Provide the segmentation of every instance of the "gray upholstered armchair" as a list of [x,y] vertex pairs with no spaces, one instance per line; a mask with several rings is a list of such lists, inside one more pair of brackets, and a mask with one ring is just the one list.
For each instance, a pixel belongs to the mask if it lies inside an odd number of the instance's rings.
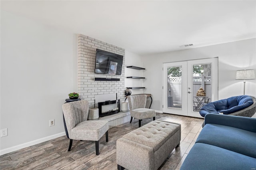
[[108,141],[108,122],[106,121],[87,121],[89,111],[86,100],[67,103],[62,105],[63,115],[66,127],[66,134],[70,139],[68,151],[73,140],[95,141],[96,155],[100,154],[99,140],[106,134]]
[[147,100],[146,95],[133,95],[128,97],[129,107],[131,113],[131,123],[132,118],[139,119],[139,127],[141,126],[141,120],[143,119],[153,117],[153,120],[156,118],[156,111],[154,110],[145,108]]

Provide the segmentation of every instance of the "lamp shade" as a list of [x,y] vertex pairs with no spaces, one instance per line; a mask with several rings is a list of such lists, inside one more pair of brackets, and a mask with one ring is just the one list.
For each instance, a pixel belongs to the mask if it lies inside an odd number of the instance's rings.
[[236,71],[236,80],[255,79],[254,70],[241,70]]

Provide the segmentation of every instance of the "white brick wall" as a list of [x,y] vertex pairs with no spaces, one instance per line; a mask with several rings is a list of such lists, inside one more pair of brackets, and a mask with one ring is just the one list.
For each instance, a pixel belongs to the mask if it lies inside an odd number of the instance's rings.
[[[83,35],[78,35],[78,93],[81,99],[87,100],[90,107],[94,107],[94,95],[117,93],[117,99],[124,101],[125,50]],[[124,56],[121,75],[94,73],[96,49]],[[94,77],[120,79],[120,81],[95,81]]]

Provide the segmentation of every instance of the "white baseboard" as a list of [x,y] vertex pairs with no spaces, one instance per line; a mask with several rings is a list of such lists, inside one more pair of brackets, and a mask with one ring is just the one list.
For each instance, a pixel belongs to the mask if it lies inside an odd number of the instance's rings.
[[163,112],[163,111],[157,111],[157,110],[156,110],[156,113],[163,113],[164,112]]
[[26,143],[19,144],[17,146],[11,147],[10,148],[6,148],[6,149],[2,149],[2,150],[0,150],[0,155],[2,155],[4,154],[8,154],[8,153],[16,151],[16,150],[18,150],[19,149],[34,145],[35,144],[38,144],[39,143],[42,143],[44,142],[46,142],[47,141],[55,139],[55,138],[58,138],[59,137],[61,137],[64,135],[66,135],[66,133],[65,132],[62,132],[60,133],[49,136],[48,136],[45,137],[40,139],[37,139],[35,140],[28,142]]

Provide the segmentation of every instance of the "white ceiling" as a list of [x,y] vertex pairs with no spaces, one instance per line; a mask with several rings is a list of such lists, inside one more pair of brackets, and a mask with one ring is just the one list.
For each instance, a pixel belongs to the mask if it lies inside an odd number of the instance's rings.
[[1,0],[1,8],[141,55],[256,38],[255,0]]

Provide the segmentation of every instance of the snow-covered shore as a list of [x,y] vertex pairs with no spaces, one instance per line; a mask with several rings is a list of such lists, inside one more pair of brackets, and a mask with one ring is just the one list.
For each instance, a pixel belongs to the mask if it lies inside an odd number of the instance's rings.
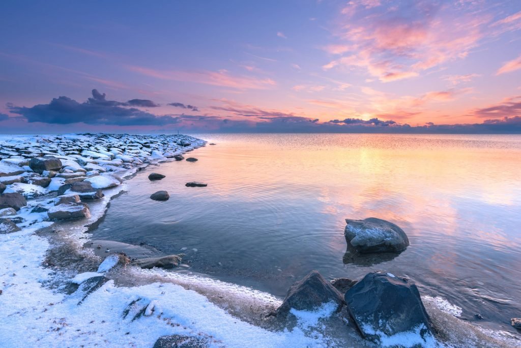
[[[0,233],[0,347],[152,347],[160,337],[175,334],[195,337],[192,343],[202,346],[373,346],[352,327],[335,321],[327,306],[295,311],[295,326],[274,330],[265,318],[281,302],[269,294],[203,276],[123,267],[108,253],[103,262],[83,247],[88,227],[127,189],[120,178],[204,144],[184,135],[0,137],[0,164],[4,173],[13,174],[0,177],[0,182],[10,183],[8,192],[29,200],[15,215],[3,217],[21,230]],[[46,155],[67,165],[55,173],[33,173],[28,159]],[[46,188],[30,183],[46,175],[52,176],[46,177]],[[54,192],[72,182],[67,180],[87,178],[105,195],[88,201],[90,217],[49,221],[46,209],[56,206]],[[99,288],[90,292],[89,281]],[[434,346],[521,346],[511,334],[457,319],[457,308],[441,299],[423,300],[438,332]],[[416,339],[404,333],[387,342],[398,340],[406,346]]]

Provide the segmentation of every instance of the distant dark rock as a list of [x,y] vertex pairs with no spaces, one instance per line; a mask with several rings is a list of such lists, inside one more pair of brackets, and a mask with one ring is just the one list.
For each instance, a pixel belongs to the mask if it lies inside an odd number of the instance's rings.
[[349,313],[366,339],[380,344],[377,332],[391,336],[419,331],[432,336],[430,321],[414,283],[389,273],[366,275],[345,293]]
[[0,209],[13,208],[18,211],[26,205],[27,201],[25,197],[18,192],[3,193],[0,195]]
[[287,316],[291,308],[298,310],[313,310],[331,301],[337,304],[337,309],[339,310],[344,302],[342,294],[318,271],[312,271],[302,280],[291,285],[276,314],[278,317]]
[[20,228],[9,219],[0,218],[0,234],[20,231]]
[[137,260],[135,263],[142,268],[158,267],[170,269],[179,266],[183,256],[184,255],[182,254],[180,254],[179,255],[170,255],[160,257],[148,257]]
[[341,294],[345,294],[356,283],[356,280],[346,278],[338,278],[331,281],[331,284]]
[[359,253],[399,253],[409,245],[405,232],[385,220],[346,219],[345,222],[345,240]]
[[154,201],[167,201],[170,195],[166,191],[158,191],[150,195],[150,198]]
[[163,174],[158,174],[157,173],[151,173],[148,175],[148,179],[151,180],[158,180],[166,177],[166,176]]
[[191,188],[195,187],[206,187],[208,186],[208,184],[205,184],[204,182],[198,182],[197,181],[191,181],[190,182],[187,182],[184,184],[185,186]]
[[59,170],[61,166],[59,158],[54,157],[34,157],[29,162],[31,169],[39,174],[45,170]]
[[182,336],[178,334],[159,337],[152,348],[208,348],[208,338],[199,336]]

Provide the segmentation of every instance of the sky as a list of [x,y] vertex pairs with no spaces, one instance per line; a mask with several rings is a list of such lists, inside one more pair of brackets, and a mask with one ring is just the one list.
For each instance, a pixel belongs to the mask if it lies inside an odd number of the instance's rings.
[[7,2],[0,133],[521,133],[521,1]]

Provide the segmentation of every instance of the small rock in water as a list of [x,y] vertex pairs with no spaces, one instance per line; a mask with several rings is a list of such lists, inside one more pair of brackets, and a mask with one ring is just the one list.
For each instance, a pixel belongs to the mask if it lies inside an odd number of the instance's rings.
[[208,184],[205,184],[204,182],[199,182],[197,181],[191,181],[190,182],[187,182],[184,184],[185,186],[187,187],[195,188],[195,187],[206,187],[208,186]]
[[158,174],[157,173],[151,173],[148,175],[148,179],[151,180],[158,180],[165,177],[165,176],[163,174]]
[[166,191],[158,191],[150,195],[150,198],[154,201],[167,201],[170,195]]

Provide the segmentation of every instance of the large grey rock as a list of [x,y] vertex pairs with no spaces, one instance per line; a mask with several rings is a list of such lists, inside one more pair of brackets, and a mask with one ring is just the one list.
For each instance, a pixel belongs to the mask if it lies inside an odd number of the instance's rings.
[[183,336],[175,334],[162,336],[152,348],[208,348],[210,341],[202,336]]
[[385,220],[346,219],[345,222],[345,240],[359,253],[399,253],[409,245],[405,232]]
[[170,255],[168,256],[160,257],[148,257],[142,258],[135,261],[135,264],[142,268],[153,268],[158,267],[170,269],[175,268],[179,265],[182,259],[182,254],[179,255]]
[[166,201],[170,198],[170,195],[166,191],[158,191],[150,195],[150,198],[154,201]]
[[29,167],[41,174],[45,170],[59,170],[61,169],[61,161],[54,157],[34,157],[31,159]]
[[405,279],[389,273],[369,273],[348,291],[345,299],[362,335],[377,344],[381,343],[381,333],[391,336],[416,331],[424,340],[432,338],[418,289]]
[[291,308],[298,310],[313,310],[331,301],[341,308],[344,302],[342,294],[318,271],[312,271],[302,280],[295,282],[288,290],[282,304],[276,314],[286,316]]
[[47,212],[49,219],[69,220],[90,218],[91,212],[86,204],[67,203],[51,207]]
[[20,228],[9,219],[0,218],[0,234],[20,231]]
[[0,195],[0,209],[13,208],[18,211],[26,205],[27,201],[26,200],[26,197],[18,192],[3,193]]

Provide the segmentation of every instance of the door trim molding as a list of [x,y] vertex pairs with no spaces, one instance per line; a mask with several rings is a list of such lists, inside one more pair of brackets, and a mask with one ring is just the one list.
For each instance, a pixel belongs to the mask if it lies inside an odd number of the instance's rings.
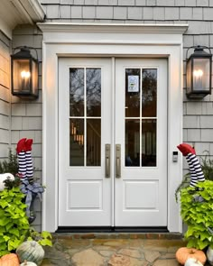
[[[132,25],[125,24],[107,24],[107,27],[110,25],[107,30],[106,24],[98,24],[98,27],[73,23],[57,23],[57,27],[55,23],[48,23],[48,27],[47,23],[38,25],[43,31],[42,181],[47,187],[43,195],[42,230],[55,232],[58,228],[58,60],[60,57],[88,56],[168,59],[168,147],[165,147],[168,151],[168,230],[182,232],[180,206],[174,197],[182,177],[182,162],[181,156],[178,162],[172,162],[171,159],[172,151],[177,151],[176,146],[182,142],[182,34],[188,26],[163,25],[163,30],[162,25],[140,24],[134,25],[137,31],[134,32]],[[143,32],[143,28],[153,29],[153,32]]]

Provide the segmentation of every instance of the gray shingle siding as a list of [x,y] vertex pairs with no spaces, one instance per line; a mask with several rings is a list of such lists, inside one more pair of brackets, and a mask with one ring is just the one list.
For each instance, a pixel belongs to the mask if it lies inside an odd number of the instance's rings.
[[[48,7],[49,8],[49,7]],[[54,10],[55,12],[55,10]],[[32,161],[34,178],[42,177],[42,33],[36,26],[19,25],[13,32],[13,48],[30,46],[36,49],[39,60],[39,98],[33,101],[24,101],[16,96],[11,99],[11,144],[14,149],[22,138],[33,139]],[[32,54],[33,50],[32,50]],[[33,54],[33,56],[36,56]],[[36,219],[33,227],[41,230],[41,203],[36,200]]]
[[0,160],[10,144],[10,41],[0,32]]

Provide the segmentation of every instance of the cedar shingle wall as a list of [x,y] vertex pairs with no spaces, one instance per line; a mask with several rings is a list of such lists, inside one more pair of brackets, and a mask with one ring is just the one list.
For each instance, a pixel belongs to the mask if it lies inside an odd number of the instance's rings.
[[[12,96],[11,100],[11,143],[14,149],[17,142],[22,138],[33,139],[32,160],[35,179],[42,177],[42,33],[31,25],[19,25],[13,32],[13,48],[17,46],[30,46],[37,50],[39,56],[39,98],[37,100],[22,100]],[[18,51],[18,50],[16,50]],[[15,51],[15,52],[16,52]],[[36,55],[32,50],[32,54]],[[41,229],[41,203],[38,198],[35,204],[36,220],[33,227]]]
[[0,32],[0,159],[10,144],[10,41]]

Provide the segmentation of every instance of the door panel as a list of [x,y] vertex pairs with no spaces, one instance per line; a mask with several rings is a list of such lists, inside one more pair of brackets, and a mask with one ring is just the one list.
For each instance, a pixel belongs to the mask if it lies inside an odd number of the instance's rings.
[[59,225],[166,226],[166,60],[59,69]]
[[111,60],[61,59],[59,69],[59,225],[109,226]]
[[167,225],[167,62],[116,60],[116,226]]

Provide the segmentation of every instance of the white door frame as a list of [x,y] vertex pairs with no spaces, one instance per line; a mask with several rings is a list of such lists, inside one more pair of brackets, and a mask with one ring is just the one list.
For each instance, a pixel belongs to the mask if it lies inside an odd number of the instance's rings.
[[[59,57],[150,57],[168,59],[168,230],[182,232],[175,189],[182,161],[172,151],[182,142],[182,34],[186,24],[38,23],[42,46],[42,230],[58,228]],[[175,123],[174,123],[175,121]]]

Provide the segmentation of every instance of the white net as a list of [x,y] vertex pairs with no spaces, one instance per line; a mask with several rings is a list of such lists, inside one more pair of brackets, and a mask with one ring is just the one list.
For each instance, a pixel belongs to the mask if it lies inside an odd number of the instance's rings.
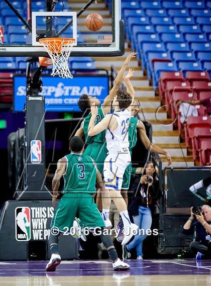
[[43,45],[52,60],[53,69],[51,75],[58,75],[63,78],[72,78],[69,69],[68,58],[75,39],[49,38],[40,39],[39,42]]

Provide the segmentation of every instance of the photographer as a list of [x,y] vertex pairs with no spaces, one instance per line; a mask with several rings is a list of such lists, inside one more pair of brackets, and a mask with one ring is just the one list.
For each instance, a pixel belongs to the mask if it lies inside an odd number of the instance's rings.
[[156,177],[155,166],[151,161],[146,163],[146,167],[141,178],[137,179],[132,187],[134,199],[129,208],[135,224],[142,230],[134,240],[124,246],[124,259],[130,258],[130,251],[136,248],[137,259],[143,259],[143,242],[147,236],[146,230],[152,225],[152,215],[160,195],[159,183]]
[[[194,216],[197,221],[193,222]],[[204,205],[201,208],[190,208],[190,217],[184,225],[182,233],[189,235],[193,234],[196,228],[195,241],[190,244],[192,252],[196,254],[196,259],[211,257],[211,208]]]

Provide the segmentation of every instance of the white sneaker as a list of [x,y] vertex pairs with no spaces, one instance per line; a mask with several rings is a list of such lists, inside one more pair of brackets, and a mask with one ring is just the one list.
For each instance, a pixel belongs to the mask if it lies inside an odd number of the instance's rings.
[[53,253],[51,259],[46,265],[46,271],[55,271],[57,265],[61,263],[61,256],[59,254]]
[[80,226],[79,221],[76,218],[75,218],[75,220],[73,221],[72,226],[75,228],[76,232],[75,235],[72,236],[76,239],[81,238],[83,241],[86,241],[86,237],[83,233],[83,230]]
[[109,219],[104,221],[104,223],[105,224],[105,228],[109,229],[112,227],[112,222]]
[[135,224],[131,224],[128,228],[124,228],[125,237],[122,242],[122,245],[127,244],[134,234],[136,234],[136,231],[138,229],[139,227]]
[[124,271],[131,268],[129,264],[122,261],[120,258],[117,258],[117,260],[112,263],[112,265],[115,271]]

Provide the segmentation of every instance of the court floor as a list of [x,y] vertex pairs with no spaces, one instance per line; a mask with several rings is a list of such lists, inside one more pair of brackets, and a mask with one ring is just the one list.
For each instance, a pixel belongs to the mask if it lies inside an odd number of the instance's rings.
[[0,261],[1,286],[210,286],[211,260],[127,260],[114,271],[109,260],[63,261],[46,272],[46,261]]

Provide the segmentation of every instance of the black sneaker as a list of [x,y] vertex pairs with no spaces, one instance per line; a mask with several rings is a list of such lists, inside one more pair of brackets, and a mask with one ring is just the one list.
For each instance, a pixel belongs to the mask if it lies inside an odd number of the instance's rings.
[[119,242],[122,242],[125,237],[125,235],[124,234],[124,223],[121,216],[120,216],[120,221],[117,226],[117,229],[119,231],[117,240]]
[[123,259],[129,259],[131,257],[131,253],[127,249],[126,245],[123,246]]

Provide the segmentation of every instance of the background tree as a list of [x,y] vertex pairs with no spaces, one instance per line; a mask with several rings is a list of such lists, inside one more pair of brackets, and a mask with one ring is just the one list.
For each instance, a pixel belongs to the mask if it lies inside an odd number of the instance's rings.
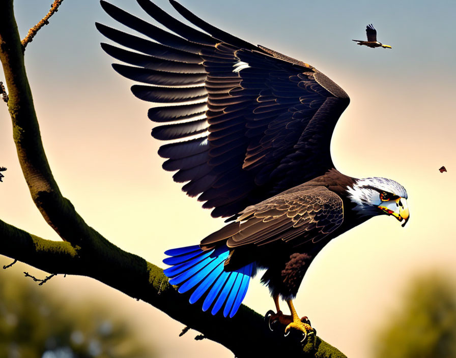
[[[54,2],[53,11],[60,3],[61,0]],[[35,26],[37,30],[47,23],[51,14],[48,14]],[[221,343],[238,357],[286,353],[345,356],[315,336],[301,344],[299,341],[286,340],[281,332],[271,333],[266,328],[262,315],[245,306],[230,320],[203,312],[200,307],[190,305],[185,296],[177,292],[160,268],[121,250],[87,225],[61,192],[43,147],[24,64],[24,48],[32,38],[27,36],[21,41],[13,0],[2,0],[0,61],[19,160],[32,199],[63,241],[46,240],[0,220],[0,253],[53,274],[93,277],[150,303],[202,332],[205,338]]]
[[413,280],[376,334],[375,358],[456,356],[456,286],[440,273]]
[[131,323],[99,303],[71,307],[31,280],[0,276],[0,355],[7,358],[148,358]]

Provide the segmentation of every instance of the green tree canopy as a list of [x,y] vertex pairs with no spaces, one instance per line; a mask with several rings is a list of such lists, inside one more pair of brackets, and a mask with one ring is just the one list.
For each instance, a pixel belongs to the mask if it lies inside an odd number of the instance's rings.
[[105,307],[92,302],[69,307],[50,294],[29,279],[0,272],[0,357],[154,356],[125,320]]
[[456,357],[456,286],[433,273],[412,282],[377,335],[375,358]]

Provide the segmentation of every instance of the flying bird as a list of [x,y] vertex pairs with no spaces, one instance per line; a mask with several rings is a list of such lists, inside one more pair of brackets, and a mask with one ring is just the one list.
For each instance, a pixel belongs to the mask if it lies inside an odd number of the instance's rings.
[[[159,125],[152,136],[170,141],[158,151],[167,159],[163,168],[177,171],[174,180],[212,216],[229,217],[199,245],[166,251],[165,274],[180,292],[191,292],[191,303],[233,317],[250,279],[265,270],[262,282],[277,310],[270,322],[306,332],[311,328],[292,300],[312,260],[330,240],[374,216],[391,216],[403,226],[405,189],[334,167],[331,137],[350,99],[315,67],[225,32],[174,0],[203,31],[150,0],[137,1],[167,30],[102,1],[111,17],[149,38],[97,23],[130,50],[101,46],[129,64],[113,64],[117,72],[145,83],[131,91],[154,104],[148,116]],[[291,316],[282,313],[280,297]]]
[[367,41],[363,41],[362,40],[352,40],[352,41],[356,41],[358,45],[365,45],[369,47],[375,48],[376,47],[383,47],[383,48],[391,48],[388,45],[383,45],[382,43],[377,41],[377,30],[374,28],[371,23],[366,26],[366,34],[367,35]]
[[[0,171],[5,171],[5,170],[6,170],[6,168],[5,168],[5,167],[0,167]],[[0,182],[3,182],[3,181],[2,180],[2,178],[4,177],[5,175],[4,175],[2,173],[0,173]]]

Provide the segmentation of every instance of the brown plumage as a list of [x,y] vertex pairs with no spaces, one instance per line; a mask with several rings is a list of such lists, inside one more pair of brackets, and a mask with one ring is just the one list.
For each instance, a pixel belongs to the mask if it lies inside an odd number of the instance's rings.
[[262,281],[277,310],[279,296],[289,300],[293,326],[304,329],[290,300],[312,260],[330,240],[373,216],[406,222],[405,190],[334,168],[331,137],[350,99],[315,67],[217,28],[174,0],[204,32],[149,0],[137,1],[169,31],[102,1],[110,16],[150,39],[97,24],[135,52],[102,46],[133,65],[114,64],[116,71],[147,84],[133,85],[133,94],[159,104],[148,115],[160,124],[152,136],[170,141],[158,151],[167,159],[163,168],[177,170],[175,181],[213,216],[232,222],[199,245],[166,251],[165,274],[179,292],[191,291],[191,303],[204,296],[203,310],[223,308],[232,317],[250,277],[265,269]]
[[366,35],[367,36],[367,41],[362,40],[352,40],[352,41],[357,42],[358,45],[363,45],[371,48],[375,48],[376,47],[391,48],[389,45],[383,45],[381,42],[379,42],[377,41],[377,30],[374,28],[374,26],[372,23],[366,26]]

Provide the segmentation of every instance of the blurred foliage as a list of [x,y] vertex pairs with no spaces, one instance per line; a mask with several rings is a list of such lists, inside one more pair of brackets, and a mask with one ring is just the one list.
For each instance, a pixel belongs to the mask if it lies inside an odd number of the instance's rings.
[[375,358],[455,358],[456,286],[434,273],[414,280],[377,335]]
[[112,310],[87,302],[68,307],[46,284],[0,272],[0,357],[154,356]]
□ □ □
**TRAVAIL ATTENDU**: Pouvez-vous recopier tout ce qui va du début des entrées jusqu'à la ligne contenant "[[236,71],[236,80],[255,79],[254,70],[241,70]]" incluse, en décalant de 117 chaque coordonnée x et y des sommets dans les réponses et en gardant le reste du texte inchangé ? Laissez les images de côté.

**PROBLÈME RÉSOLU**:
Provide the segmentation of every instance of the "gray upholstered armchair" as a list of [x,y] vertex pairs with no spaces, one instance per line; a mask with several rings is a list of such lists, inside one more pair of brackets, and a mask with one ring is just the one list.
For each instance, a pixel belongs to the mask if it lies inside an odd number of the instance's rings.
[[225,258],[225,239],[223,238],[204,238],[206,228],[203,217],[184,220],[179,222],[180,232],[183,244],[183,251],[187,256],[185,268],[190,257],[212,258],[213,272],[217,271],[216,257],[223,251]]
[[264,217],[263,212],[250,212],[245,214],[246,224],[248,230],[248,240],[249,235],[256,236],[256,244],[258,243],[258,237],[260,236],[270,234],[270,237],[273,235],[273,228],[271,227],[262,225]]

Provide the segmentation of every instance of the "lamp shade" as a list of [x,y] vertex pairs with no spaces, one instance per line; a mask with several rings is a list of such lists, inside one more pair of brackets, and a mask with one ring is just the one list.
For each instance, a pixel belongs to the mask if it lies inside an odd number of the instance's rings.
[[353,188],[353,197],[372,196],[371,187],[358,187]]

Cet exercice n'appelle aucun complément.